(Collection entries)
++++
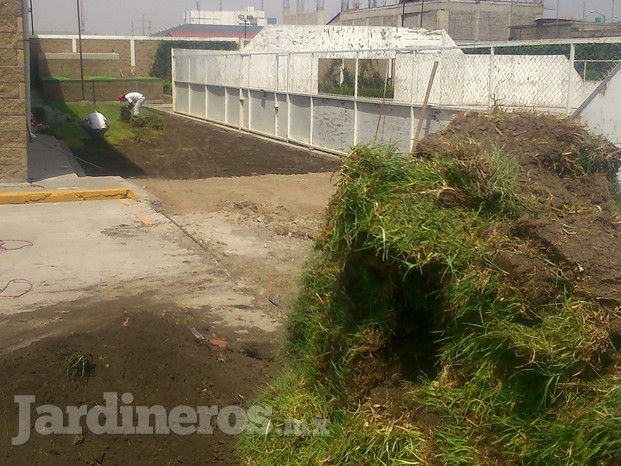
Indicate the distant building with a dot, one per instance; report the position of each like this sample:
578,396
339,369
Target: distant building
220,25
302,17
465,21
211,31
229,18
551,28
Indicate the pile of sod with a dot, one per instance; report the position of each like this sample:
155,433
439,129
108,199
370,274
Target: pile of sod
430,329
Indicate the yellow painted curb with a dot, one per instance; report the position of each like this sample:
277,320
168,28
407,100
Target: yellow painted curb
32,197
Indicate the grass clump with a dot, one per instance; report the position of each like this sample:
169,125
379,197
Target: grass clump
421,346
78,364
64,121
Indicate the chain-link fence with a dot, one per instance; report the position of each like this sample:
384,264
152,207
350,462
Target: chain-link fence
337,98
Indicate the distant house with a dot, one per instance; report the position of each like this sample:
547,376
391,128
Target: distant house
202,24
211,31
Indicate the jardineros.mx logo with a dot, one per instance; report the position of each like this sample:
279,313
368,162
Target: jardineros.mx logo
117,415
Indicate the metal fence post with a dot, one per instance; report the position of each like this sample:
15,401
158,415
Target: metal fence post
206,88
490,79
189,85
312,100
356,69
288,91
412,113
173,74
249,94
277,65
240,85
572,72
226,92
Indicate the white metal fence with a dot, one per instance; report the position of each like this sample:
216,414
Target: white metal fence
335,99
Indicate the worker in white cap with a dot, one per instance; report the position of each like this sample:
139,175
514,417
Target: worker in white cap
96,124
134,99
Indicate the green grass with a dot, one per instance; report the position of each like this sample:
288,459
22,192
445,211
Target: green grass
76,137
403,292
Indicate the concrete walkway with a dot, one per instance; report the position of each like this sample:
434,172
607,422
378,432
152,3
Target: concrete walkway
56,253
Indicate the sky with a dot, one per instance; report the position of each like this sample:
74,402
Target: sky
115,17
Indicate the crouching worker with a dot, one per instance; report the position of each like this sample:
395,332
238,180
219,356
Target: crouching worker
135,101
96,124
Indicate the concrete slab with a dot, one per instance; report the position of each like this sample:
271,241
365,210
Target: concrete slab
58,253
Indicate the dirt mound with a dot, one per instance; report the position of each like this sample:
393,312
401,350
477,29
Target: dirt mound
564,173
151,354
475,285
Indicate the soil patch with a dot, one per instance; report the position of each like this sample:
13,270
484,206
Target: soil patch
186,149
152,354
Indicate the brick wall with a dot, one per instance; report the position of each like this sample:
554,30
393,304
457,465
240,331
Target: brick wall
145,51
102,90
13,161
68,65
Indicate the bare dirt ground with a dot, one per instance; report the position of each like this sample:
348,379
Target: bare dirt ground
250,207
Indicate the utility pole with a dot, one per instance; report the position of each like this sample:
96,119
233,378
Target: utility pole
78,2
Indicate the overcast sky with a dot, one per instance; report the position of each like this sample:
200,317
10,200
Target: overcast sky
116,16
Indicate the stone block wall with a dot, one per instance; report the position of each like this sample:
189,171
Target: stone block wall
13,140
99,90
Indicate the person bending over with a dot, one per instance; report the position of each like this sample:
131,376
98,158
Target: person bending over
135,101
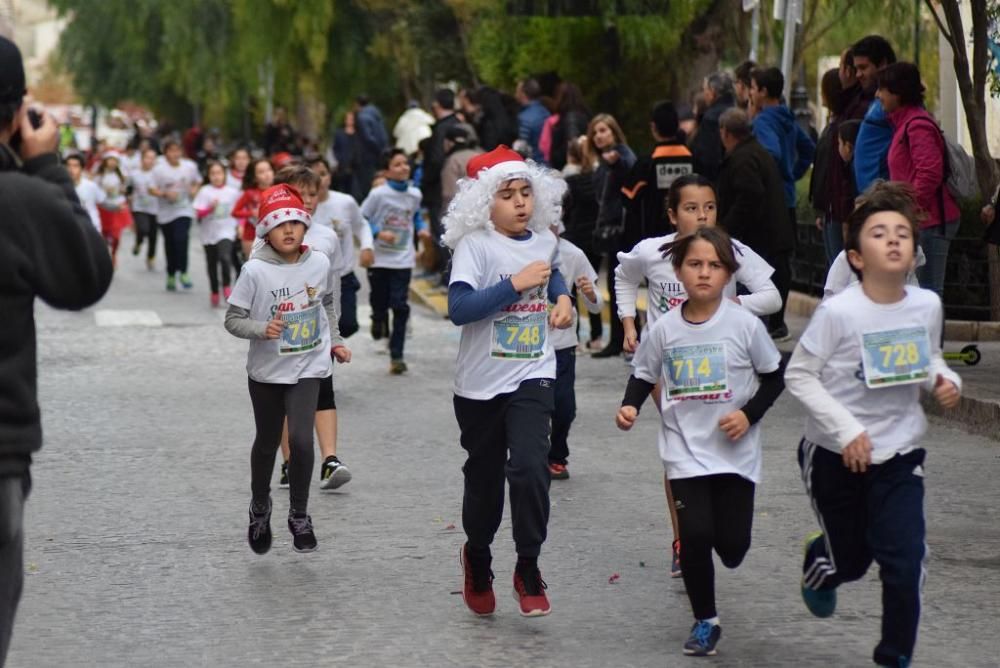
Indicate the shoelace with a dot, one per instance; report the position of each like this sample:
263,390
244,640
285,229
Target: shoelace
301,524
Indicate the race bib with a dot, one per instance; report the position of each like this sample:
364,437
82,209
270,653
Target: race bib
519,337
301,332
896,357
697,369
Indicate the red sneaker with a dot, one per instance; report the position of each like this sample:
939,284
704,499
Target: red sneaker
477,591
529,592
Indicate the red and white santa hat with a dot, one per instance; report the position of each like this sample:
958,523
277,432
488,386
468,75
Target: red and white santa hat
501,163
280,204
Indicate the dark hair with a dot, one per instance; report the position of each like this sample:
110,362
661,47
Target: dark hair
389,154
831,88
445,97
664,119
903,79
250,176
678,249
847,131
876,49
743,70
736,122
770,78
897,196
298,176
682,182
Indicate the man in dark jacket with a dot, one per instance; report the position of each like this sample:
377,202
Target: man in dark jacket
645,191
49,249
751,196
705,147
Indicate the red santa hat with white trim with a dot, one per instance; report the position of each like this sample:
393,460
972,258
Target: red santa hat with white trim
280,204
++++
Return all the lines above exactly; none of the pictures should appear.

Indicate the distant building with a dot, one per instance; report the position of each like this sample:
578,396
339,369
Target: distant building
220,25
302,17
465,21
211,31
229,18
551,28
Indicate the pile of sod with a dot, one per instance; report the position of each like this sample:
155,433
439,129
108,199
370,274
Target: pile of sod
430,329
Indicate the yellow painted curb with a dot, one per instance; report the position of each like this sample:
277,320
168,28
407,100
Target: yellow painted curb
32,197
Indicate the grass clump with a dot, one per instance; report the position of each like this sample:
169,125
379,197
Target: grass clump
421,346
78,364
64,121
Indicate the chain-link fence with a dot, one per instance; report the position of each like this sample:
384,264
152,207
350,462
Target: chain-link fence
337,98
Indicate the distant house with a dot, one per instance; report the position of each like this sample:
547,376
391,128
Target: distant house
202,24
211,31
Indicate the jardineros.mx logo with a dot, one per instance; report the position of each like this sample:
279,313
368,162
Target: jardineros.mx logo
117,415
Indicate the metal fence post with a dot, one per instance; report the position of each like this sample:
15,401
158,415
Target: metal fence post
206,88
490,79
189,85
312,100
356,69
288,91
412,113
173,74
249,94
277,65
240,85
572,72
226,92
Indicate the white metal fence with a dot, one per instance; report the position of each like this sample:
216,414
Target: white metal fence
335,99
Indicate the worker in white cap with a dot, one per instance; report the position of each like this sample:
139,175
514,417
Target: worker in white cap
96,124
134,99
Indicate the green grass with a dot, one per instance; report the position of each like this sample:
288,459
22,192
445,211
Target: green grass
76,137
403,292
Indicate the concrete walkway with a dot, one per instance; report the position of each like this sample:
434,172
607,422
378,432
152,3
Target: concrete walkway
56,253
Indicate the sky with a dot, one per instance; report the position of each like this sample:
74,402
Target: sky
115,17
Indicate the crouching worker with a dot, one per instance; report the position of each like this sample:
395,332
238,180
219,356
Target: crouching worker
135,101
96,124
Indicate the concrete slab with a dot, one per instance; report the position of each like this sample:
271,241
365,210
Target: concrete slab
58,253
Indicate the dirt mound with a dot, one per instance; report the position of each like this sample:
393,312
401,350
477,29
Target: dirt mound
564,173
151,354
475,285
Indicate the soil patch with a dot, one per instance; report the position of each like this sample:
13,270
484,206
Target: soil patch
186,149
152,354
Indicate the brick wall with a dot, one per instance; report the position of each like this sample:
554,30
393,304
457,465
240,331
Target: brick wall
145,51
102,90
13,161
68,65
Indicate the bare dirt ground with a dot, one per instance; report the position of each like this sample:
348,379
Target: bare dirt ground
250,207
Indicate the utility pole with a dot, one per instance; report the position of each like this sample:
96,119
233,378
Target: utility pole
78,2
Indicate the overcast sky with a dot, one per instance; report the position of each like this sample:
200,317
10,200
Target: overcast sky
116,16
Indicate the stone block wall with a dot, one per instance; report the position of each like this sample:
189,171
Target: stone block wall
13,140
99,90
Indicate the person bending over with a dot, one per instance; report the position of each like this sample:
131,376
98,158
Target: person bending over
135,101
Indicate the shoelace with a dot, one per instance; report the position of each like this sample:
263,390
244,640
285,229
Target: shoelace
301,524
Indicate the race bib with a dot, one per instance; report the position of each like this sample:
364,437
82,209
270,653
Target: race bib
519,337
301,332
896,357
697,369
Indicate the red sneaker with a dot, one per instance; report the position of each like this sample:
939,284
704,499
Target: red sneaker
477,591
529,592
Indicate the red and white santa hat with a dot, one per instance; report the position of each like this sample:
958,523
277,432
488,386
468,75
Target: red and white santa hat
501,163
280,204
Indicate the dark hair with a dot, one per instance; report the position of each like this sample:
110,362
661,47
Target: dark hair
389,154
831,88
445,97
664,119
903,79
250,176
678,249
847,131
876,49
743,70
736,122
770,78
897,196
298,176
682,182
Indicate the man in dark jacket with a dot, one per instance; report the position of each like this sample:
377,202
Target: man in dark jacket
645,191
49,249
751,196
705,147
Indicate the red santa hat with white trim with a dot, one per instance; report the position of each like this sample:
393,460
972,258
Target: red santa hat with white trim
280,204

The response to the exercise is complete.